Excerpted text -
- - - - -

Title: INCUBATION OF DRIED AND SIEVED SOILS CAN INDUCE PRECIPITATION OF CALCIUM PHOSPHATES

Author
item Penn, Chad
item Bryant, Ray

Submitted to: Communications in Soil Science and Plant Analysis
Publication Type: Peer Reviewed Journal
Publication Acceptance Date: 9/16/2005
Publication Date: 6/5/2006
Citation: Penn, C.J., Bryant, R.B. 2006. Incubation of Dried and Sieved Soils Can Induce Calcium Phosphate Precipitation/Adsorption. Communications in Soil Science and Plant Analysis. 37:1437-1449.

Interpretive Summary: Soil incubations are a common practice in laboratory experiments. Typically, treatments are applied to dried and sieved soils followed by re-wetting to a specific moisture level for a certain time period. This type of experiment is rather common in studying phosphorus (P) chemistry and solubility in soils. However, a potential problem occurs when the drying and sieving process alters the chemical and physical properties of the soil, causing the soil to behave much differently compared to normal circumstances (field conditions). Such changes in soil chemistry could interfere with the effects of experimental treatments being tested/examined. Thus, the objective of this study was to examine the effect of re-wetting (incubation) previously dried and sieved surface soils on soil water soluble P (WS-P) and Mehlich-3 extractable P (M3-P) concentrations and determine why any changes occurred. This study involved incubating 60 previously dried and sieved surface soils at field capacity moisture content for 7 days and evaluating any changes in pH, soil water soluble P, Ca, Al, Mg, and Fe (WS-P, WS-Ca, WS-Al, WS-Mg, WS-Fe, respectively) and M3-P. Incubation caused a significant increase in soil pH (~ 1 unit) for all soils. Results also showed that incubation caused soil WS-P, WS-Ca, and WS-Mg to decrease. This suggests that incubation of these soils caused the formation of Mg and Ca phosphates, since soil pH increased from approximately 6 to 7 and above (i.e. pH levels in which Ca and Mg phosphates tend to form). Although we do not know the exact reasons for the increase in pH with incubation, it is likely due to increased solubility of residual calcium carbonates through drying and sieving. This increase in pH among soils with sufficient levels of P, Ca, and Mg resulted in the formation of Ca and Mg phosphates. In addition, the formation of Ca phosphates was confirmed using a chemical speciation modeling program (MINTEQ). The implications of this study are that soils with a previous history of lime addition (calcium carbonate) can potentially result in the formation of Ca and/or Mg phosphates when dried, sieved, and used in incubation studies. This work also suggests that simple pH management in addition to Ca/Mg additions to certain soils (pH ~ 6.0 to 6.5) considered to be high in soil P may reduce the potential for these soils to cause non-point dissolved P losses to surface waters.

- - - - -

Entries supplied -
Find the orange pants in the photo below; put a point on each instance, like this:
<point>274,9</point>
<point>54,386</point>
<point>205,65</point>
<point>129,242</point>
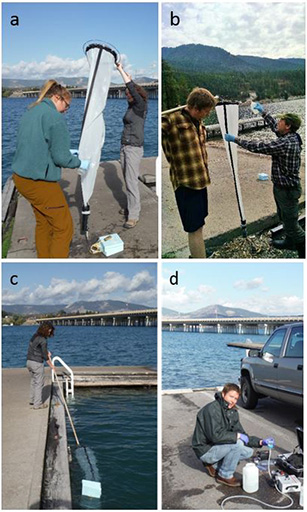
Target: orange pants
<point>54,226</point>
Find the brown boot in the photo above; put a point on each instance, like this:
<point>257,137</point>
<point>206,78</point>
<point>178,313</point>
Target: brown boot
<point>211,470</point>
<point>231,482</point>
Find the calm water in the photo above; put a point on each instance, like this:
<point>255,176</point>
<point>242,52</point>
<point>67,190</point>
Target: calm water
<point>120,429</point>
<point>86,346</point>
<point>119,426</point>
<point>13,109</point>
<point>197,360</point>
<point>296,106</point>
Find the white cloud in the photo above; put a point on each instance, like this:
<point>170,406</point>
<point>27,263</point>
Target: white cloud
<point>270,305</point>
<point>240,28</point>
<point>113,285</point>
<point>179,298</point>
<point>248,285</point>
<point>54,66</point>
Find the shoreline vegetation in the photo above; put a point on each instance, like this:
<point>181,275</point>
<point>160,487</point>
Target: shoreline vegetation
<point>231,85</point>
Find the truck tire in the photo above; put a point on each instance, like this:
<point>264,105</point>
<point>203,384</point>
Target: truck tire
<point>248,396</point>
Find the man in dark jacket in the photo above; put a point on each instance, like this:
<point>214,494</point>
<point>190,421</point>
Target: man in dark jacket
<point>37,354</point>
<point>285,151</point>
<point>219,439</point>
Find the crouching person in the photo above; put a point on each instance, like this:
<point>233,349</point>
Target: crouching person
<point>219,439</point>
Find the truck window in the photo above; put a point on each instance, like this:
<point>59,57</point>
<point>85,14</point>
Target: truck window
<point>295,343</point>
<point>274,344</point>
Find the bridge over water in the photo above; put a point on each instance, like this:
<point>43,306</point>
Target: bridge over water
<point>257,325</point>
<point>116,91</point>
<point>136,318</point>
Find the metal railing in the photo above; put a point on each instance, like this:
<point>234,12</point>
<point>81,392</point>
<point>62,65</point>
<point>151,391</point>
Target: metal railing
<point>68,380</point>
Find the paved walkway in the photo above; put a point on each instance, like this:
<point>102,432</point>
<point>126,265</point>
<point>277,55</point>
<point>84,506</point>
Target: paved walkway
<point>24,433</point>
<point>186,484</point>
<point>223,210</point>
<point>106,201</point>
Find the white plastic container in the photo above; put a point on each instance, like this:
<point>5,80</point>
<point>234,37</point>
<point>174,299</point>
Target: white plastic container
<point>302,497</point>
<point>250,478</point>
<point>253,109</point>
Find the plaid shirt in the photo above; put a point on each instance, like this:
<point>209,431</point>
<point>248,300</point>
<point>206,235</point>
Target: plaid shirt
<point>285,152</point>
<point>184,148</point>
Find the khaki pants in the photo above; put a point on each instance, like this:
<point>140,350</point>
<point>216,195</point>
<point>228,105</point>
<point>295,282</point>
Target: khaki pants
<point>130,159</point>
<point>54,226</point>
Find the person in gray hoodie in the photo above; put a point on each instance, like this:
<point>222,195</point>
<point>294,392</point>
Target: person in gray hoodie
<point>37,354</point>
<point>220,441</point>
<point>132,142</point>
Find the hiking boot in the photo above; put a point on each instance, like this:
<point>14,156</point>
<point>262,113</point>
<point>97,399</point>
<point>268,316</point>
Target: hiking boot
<point>43,406</point>
<point>231,482</point>
<point>286,243</point>
<point>211,470</point>
<point>301,250</point>
<point>131,223</point>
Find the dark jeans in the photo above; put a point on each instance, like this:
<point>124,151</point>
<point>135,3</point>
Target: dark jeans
<point>287,208</point>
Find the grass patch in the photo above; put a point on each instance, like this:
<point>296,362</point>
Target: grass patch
<point>6,240</point>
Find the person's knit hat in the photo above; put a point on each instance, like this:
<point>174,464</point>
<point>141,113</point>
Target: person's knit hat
<point>292,120</point>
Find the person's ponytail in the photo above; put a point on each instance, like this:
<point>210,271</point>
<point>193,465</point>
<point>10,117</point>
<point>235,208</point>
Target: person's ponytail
<point>50,88</point>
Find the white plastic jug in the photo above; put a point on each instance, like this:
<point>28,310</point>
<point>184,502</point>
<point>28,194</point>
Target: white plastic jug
<point>250,477</point>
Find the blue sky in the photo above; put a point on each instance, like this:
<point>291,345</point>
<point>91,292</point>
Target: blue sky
<point>55,283</point>
<point>50,37</point>
<point>266,29</point>
<point>270,288</point>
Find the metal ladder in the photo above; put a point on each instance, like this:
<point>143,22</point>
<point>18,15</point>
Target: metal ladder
<point>68,380</point>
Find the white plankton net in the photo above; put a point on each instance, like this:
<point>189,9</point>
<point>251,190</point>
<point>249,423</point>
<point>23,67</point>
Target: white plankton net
<point>101,62</point>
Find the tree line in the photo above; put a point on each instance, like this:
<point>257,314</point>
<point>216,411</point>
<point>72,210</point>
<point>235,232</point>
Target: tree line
<point>232,85</point>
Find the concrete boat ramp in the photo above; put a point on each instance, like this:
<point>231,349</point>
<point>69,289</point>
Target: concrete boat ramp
<point>186,484</point>
<point>108,198</point>
<point>25,432</point>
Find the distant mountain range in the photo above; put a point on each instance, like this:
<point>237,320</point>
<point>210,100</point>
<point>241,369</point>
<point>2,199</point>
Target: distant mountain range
<point>202,58</point>
<point>81,306</point>
<point>214,311</point>
<point>18,83</point>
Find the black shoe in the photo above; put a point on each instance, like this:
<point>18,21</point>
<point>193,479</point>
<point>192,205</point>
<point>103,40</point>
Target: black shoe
<point>301,250</point>
<point>286,243</point>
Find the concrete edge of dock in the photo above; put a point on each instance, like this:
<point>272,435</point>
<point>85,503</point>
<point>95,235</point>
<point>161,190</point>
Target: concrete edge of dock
<point>35,491</point>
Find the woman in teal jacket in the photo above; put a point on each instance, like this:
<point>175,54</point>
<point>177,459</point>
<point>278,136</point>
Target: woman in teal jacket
<point>43,144</point>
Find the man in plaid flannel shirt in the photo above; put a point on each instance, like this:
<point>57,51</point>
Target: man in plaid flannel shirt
<point>286,161</point>
<point>183,140</point>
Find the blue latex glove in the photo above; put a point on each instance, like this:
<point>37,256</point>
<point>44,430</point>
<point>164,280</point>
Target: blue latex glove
<point>229,138</point>
<point>269,441</point>
<point>259,107</point>
<point>244,438</point>
<point>85,165</point>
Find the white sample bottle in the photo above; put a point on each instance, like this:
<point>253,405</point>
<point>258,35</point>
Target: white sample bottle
<point>250,477</point>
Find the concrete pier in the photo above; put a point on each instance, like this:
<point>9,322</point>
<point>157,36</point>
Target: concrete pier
<point>109,376</point>
<point>25,431</point>
<point>186,483</point>
<point>24,435</point>
<point>108,198</point>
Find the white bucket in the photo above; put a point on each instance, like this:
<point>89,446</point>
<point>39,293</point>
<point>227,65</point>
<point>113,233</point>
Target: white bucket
<point>250,477</point>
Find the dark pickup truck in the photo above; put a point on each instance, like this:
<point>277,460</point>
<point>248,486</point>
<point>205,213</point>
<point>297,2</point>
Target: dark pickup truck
<point>276,370</point>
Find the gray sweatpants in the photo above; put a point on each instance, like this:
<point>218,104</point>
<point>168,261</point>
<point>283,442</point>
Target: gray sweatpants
<point>130,159</point>
<point>37,382</point>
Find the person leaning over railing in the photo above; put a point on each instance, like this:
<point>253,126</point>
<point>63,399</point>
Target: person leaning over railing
<point>37,354</point>
<point>43,144</point>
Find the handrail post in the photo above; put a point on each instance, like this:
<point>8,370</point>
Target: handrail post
<point>72,388</point>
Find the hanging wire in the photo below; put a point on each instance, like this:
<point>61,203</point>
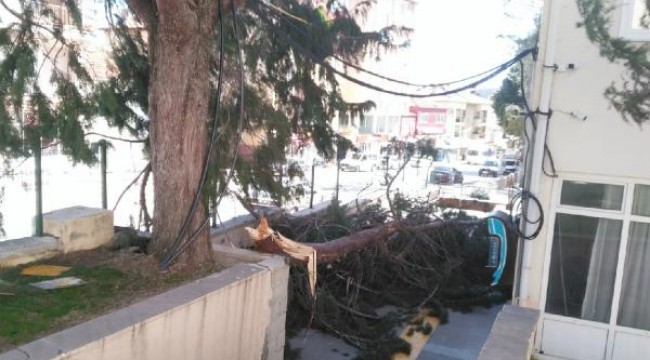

- - - - -

Challenges -
a. Answer these from the soil incubation summary, one line each:
(i) To which journal was the work submitted?
(ii) How many previously dried and sieved surface soils were incubated?
(iii) Which chemical speciation modeling program confirmed the formation of Ca phosphates?
b. Decide whether each statement agrees with the soil incubation summary. Answer yes or no, quoting the words that settle it.
(i) Incubation lowered soil pH.
(ii) Incubation reduced soil WS-Ca.
(iii) The authors know the exact reasons why pH rose with incubation.
c. Please write the next part of the soil incubation summary, beginning right after its final sentence.

Per-task answers -
a.
(i) Communications in Soil Science and Plant Analysis
(ii) 60
(iii) MINTEQ

b.
(i) No: "Incubation caused a significant increase in soil pH (~ 1 unit) for all soils."
(ii) Yes: "Results also showed that incubation caused soil WS-P, WS-Ca, and WS-Mg to decrease."
(iii) No: "Although we do not know the exact reasons for the increase in pH with incubation"

c.
Technical Abstract: Soil incubations are a common practice typically employed in assessing the effect of some treatment on the availability and solubility of phosphorus. However, standard sample preparation (drying and sieving) can alter soil chemical and physical properties, resulting in possible changes in P behavior upon soil incubation. Sixty surface soil samples were collected, air dried, and sieved before being incubated at field capacity for 7 days. After incubation, soils were allowed to air dry and analyzed along with non-incubated samples for pH, and water and Mehlich-3 extractable elements. Incubation increased pH and decreased water soluble phosphorus, calcium and magnesium relative to non-incubated soils. Increases in pH may have been due to increased solubility of residual calcium carbonates by drying and sieving. This increase in pH among soils with sufficient levels of phosphorus, calcium and magnesium resulted in the formation of calcium and magnesium phosphates as confirmed by chemical speciation modeling.